* [BLOCO DE TEXTO]:
****************************************

Mundo do Vinho
Brancas ou tintas, as uvas emblemáticas apresentam pontos em comum. São sempre importantes no país ou região que as adotou, mas não necessariamente no país de origem; seu nome vem estampado no rótulo, nos varietais da casta - Carmenère, Zinfandel - ou nos cortes - Shiraz-Cabernet, Malbec-Merlot. E as empresas que os vinificam têm, muitas vezes, nesse vinho, sua comissão de frente na exportação.
O Brasil ainda está devendo sua uva emblemática. Consideremos assim, nessa primeira parte, o que se verifica na Califórnia, no Chile, na Argentina e no Uruguai.
Na Califórnia, a Zinfandel
A Califórnia tem feito carreira internacional com uvas francesas como Chardonnay e Cabernet Sauvignon. Sua proposta particular, entretanto, já consolidada, é a variedade Zinfandel. A teoria de que ela seja a mesma casta italiana Primitivo, da Puglia, parece se confirmar com uma adequação: as duas são clones de uma mesma variedade da Croácia, a Cirlienack. É certo que já era cultivada na Califórnia por volta de 1850, possivelmente levada da Itália por colonizadores italianos ou diretamente da Croácia pelo aventureiro húngaro Agoston Harasthy, que fixou residência em Sonoma, Califórnia.
De caráter versátil, seus vinhos apresentam- se em três tipos diferenciados. O melhor vem de Napa e Sonoma, onde origina tintos intensos e alcoólicos com nuances frutadas - cereja, amora, mirtile - e condimentadas, aliadas aos aromas da madeira, baunilha ou coco, tabaco, torrefação. Com tais atributos, os melhores vinhos da Zinfandel pedem pratos de pleno sabor, tais como carnes vermelhas com molho de mostarda, guisados de caça, embutidos saborosos, pato ou peru assados.
Em outras áreas californianas a Zinfandel origina tintos leves, frutados e suculentos; mais baratos, de menor expressão internacional, mas de larga aceitação local.
Não é tudo. No passado, quando Zinfandel ainda não vendia bem, o vinicultor Bob Trinchero, da vinícola Sutter Home, num golpe de marketing, passou a elaborar um rosé a que chamou de White Zinfandel. Com o sucesso, outros vieram no rastro e a moda se alastrou pela Califórnia. Pouco apropriado para a mesa, esse 'blush' é usado em piqueniques e em espetáculos ao ar livre, bem frios. Ainda hoje, vende como água.

****************************************

* [REGISTROS]:
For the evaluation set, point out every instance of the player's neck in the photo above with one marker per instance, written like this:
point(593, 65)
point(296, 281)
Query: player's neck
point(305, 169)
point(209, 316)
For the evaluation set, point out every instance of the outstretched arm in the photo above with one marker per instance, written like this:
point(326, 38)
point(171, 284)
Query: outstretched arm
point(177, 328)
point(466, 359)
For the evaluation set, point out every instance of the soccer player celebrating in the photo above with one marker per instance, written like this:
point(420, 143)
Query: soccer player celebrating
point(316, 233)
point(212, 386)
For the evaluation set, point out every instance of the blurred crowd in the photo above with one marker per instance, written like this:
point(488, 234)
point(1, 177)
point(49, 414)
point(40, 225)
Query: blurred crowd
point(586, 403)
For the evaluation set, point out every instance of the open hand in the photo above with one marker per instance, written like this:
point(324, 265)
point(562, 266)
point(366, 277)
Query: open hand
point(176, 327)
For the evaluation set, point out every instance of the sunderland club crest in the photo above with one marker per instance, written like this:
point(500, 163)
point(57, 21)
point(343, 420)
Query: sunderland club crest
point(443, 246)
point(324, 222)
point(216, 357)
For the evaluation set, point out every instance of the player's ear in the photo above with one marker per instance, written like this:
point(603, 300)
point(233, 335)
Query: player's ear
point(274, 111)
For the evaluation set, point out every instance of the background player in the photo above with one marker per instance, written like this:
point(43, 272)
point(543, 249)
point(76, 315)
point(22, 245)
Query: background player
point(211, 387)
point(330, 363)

****************************************

* [CONJUNTO DE TAREFAS]:
(a) Reproduza o trecho do texto sobre as uvas emblemáticas que começa em "O Brasil ainda" e vai até "em Sonoma, Califórnia.".
(b) Segundo o texto sobre as uvas emblemáticas, que nome Bob Trinchero deu ao rosé que passou a elaborar?
Os registros foram tirados de uma fonte diferente da do texto.

* [RESPOSTAS DO EXERCÍCIO]:
(a)
O Brasil ainda está devendo sua uva emblemática. Consideremos assim, nessa primeira parte, o que se verifica na Califórnia, no Chile, na Argentina e no Uruguai.
Na Califórnia, a Zinfandel
A Califórnia tem feito carreira internacional com uvas francesas como Chardonnay e Cabernet Sauvignon. Sua proposta particular, entretanto, já consolidada, é a variedade Zinfandel. A teoria de que ela seja a mesma casta italiana Primitivo, da Puglia, parece se confirmar com uma adequação: as duas são clones de uma mesma variedade da Croácia, a Cirlienack. É certo que já era cultivada na Califórnia por volta de 1850, possivelmente levada da Itália por colonizadores italianos ou diretamente da Croácia pelo aventureiro húngaro Agoston Harasthy, que fixou residência em Sonoma, Califórnia.

(b) White Zinfandel.